Job >> Swap "fieldnames" for "column names" in the forum post, giving it again from the words "I am trying" and stopping after "return _default_encoder.encode(obj)".

Python 3 JSON writing to CSV Error

I am trying to write out a csv file from data in JSON format. I can get the fieldnames to write to the csv file but not the item value I need. This is my first time coding in python so any help would be appreciated. The json file can be found below for reference:
https://data.ny.gov/api/views/nqur-w4p7/rows.json?accessType=DOWNLOAD
Here is my error:
Traceback (most recent call last):
File "ChangeDataType.py", line 5, in <module>
data = json.dumps(inputFile)
File "/usr/lib64/python3.4/json/__init__.py", line 230, in dumps
return _default_encoder.encode(obj)
File "/usr/lib64/python3.4/json/encoder.py", line 192, in encode
chunks = self.iterencode(o, _one_shot=True)
File "/usr/lib64/python3.4/json/encoder.py", line 250, in iterencode
return _iterencode(o, 0)
File "/usr/lib64/python3.4/json/encoder.py", line 173, in default
raise TypeError(repr(o) + " is not JSON serializable")

Data section >>
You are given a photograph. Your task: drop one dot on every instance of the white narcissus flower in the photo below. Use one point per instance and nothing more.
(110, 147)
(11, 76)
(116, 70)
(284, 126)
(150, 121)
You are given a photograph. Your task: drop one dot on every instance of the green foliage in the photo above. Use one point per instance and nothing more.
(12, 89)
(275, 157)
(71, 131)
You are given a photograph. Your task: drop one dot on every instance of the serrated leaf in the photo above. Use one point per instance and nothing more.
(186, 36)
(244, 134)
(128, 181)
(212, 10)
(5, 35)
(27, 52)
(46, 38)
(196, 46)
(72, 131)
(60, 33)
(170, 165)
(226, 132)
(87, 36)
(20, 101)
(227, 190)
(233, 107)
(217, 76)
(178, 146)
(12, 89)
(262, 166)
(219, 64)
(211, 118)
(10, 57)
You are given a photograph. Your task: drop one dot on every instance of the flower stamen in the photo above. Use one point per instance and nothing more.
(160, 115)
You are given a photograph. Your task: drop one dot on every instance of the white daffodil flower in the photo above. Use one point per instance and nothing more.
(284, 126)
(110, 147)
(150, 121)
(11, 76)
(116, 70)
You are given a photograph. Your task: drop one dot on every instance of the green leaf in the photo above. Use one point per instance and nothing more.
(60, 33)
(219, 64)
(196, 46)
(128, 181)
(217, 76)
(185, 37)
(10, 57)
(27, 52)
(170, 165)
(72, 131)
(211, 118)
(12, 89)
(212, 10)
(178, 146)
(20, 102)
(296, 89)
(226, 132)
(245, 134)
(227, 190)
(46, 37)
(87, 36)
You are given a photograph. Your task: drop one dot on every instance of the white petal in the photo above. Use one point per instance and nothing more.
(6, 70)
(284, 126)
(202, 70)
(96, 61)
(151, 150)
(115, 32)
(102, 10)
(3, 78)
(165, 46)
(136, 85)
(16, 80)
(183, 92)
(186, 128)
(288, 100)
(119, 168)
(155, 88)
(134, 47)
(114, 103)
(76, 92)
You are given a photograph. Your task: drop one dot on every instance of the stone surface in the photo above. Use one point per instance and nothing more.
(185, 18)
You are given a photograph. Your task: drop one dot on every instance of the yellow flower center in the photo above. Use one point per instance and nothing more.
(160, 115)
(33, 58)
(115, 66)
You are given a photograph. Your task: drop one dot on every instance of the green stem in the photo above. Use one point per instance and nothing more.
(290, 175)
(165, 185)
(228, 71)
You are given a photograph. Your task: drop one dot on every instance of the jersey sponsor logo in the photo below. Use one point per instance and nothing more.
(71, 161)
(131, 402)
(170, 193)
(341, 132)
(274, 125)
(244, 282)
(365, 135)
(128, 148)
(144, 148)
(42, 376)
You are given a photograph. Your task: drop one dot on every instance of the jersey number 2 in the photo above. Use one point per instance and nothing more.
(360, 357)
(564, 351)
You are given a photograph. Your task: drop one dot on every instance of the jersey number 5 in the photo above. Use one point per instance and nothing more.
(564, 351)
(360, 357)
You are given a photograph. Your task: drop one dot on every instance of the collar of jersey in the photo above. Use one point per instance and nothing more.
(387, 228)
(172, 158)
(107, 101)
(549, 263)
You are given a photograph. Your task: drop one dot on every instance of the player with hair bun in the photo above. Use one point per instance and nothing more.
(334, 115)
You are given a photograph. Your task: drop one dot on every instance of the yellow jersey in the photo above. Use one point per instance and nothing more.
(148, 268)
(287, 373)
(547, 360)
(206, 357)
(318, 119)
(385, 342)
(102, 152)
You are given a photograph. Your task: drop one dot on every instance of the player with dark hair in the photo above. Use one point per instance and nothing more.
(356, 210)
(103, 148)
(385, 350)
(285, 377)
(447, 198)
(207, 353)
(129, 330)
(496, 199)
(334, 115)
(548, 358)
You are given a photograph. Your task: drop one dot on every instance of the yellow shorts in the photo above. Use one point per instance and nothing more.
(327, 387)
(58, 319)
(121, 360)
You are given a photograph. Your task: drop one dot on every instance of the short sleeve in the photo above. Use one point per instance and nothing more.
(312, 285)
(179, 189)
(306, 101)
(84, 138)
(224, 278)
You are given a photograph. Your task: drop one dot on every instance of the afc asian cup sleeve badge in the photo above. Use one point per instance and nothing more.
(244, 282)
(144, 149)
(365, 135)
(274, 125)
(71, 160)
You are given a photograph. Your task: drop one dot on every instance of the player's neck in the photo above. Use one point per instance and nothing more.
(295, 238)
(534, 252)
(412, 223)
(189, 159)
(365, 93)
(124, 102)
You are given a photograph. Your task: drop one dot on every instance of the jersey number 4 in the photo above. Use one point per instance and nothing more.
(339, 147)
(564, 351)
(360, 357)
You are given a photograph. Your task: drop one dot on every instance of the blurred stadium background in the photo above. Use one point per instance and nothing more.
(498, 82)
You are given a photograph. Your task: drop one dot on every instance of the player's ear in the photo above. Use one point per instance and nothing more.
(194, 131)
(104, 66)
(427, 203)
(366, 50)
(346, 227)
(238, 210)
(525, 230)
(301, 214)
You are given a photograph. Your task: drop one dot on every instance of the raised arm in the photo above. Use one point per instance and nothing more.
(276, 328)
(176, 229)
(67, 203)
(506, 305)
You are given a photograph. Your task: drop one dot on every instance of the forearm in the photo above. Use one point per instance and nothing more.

Result of the task >>
I am trying to write out a csv file from data in JSON format. I can get the column names to write to the csv file but not the item value I need. This is my first time coding in python so any help would be appreciated. The json file can be found below for reference:
https://data.ny.gov/api/views/nqur-w4p7/rows.json?accessType=DOWNLOAD
Here is my error:
Traceback (most recent call last):
File "ChangeDataType.py", line 5, in <module>
data = json.dumps(inputFile)
File "/usr/lib64/python3.4/json/__init__.py", line 230, in dumps
return _default_encoder.encode(obj)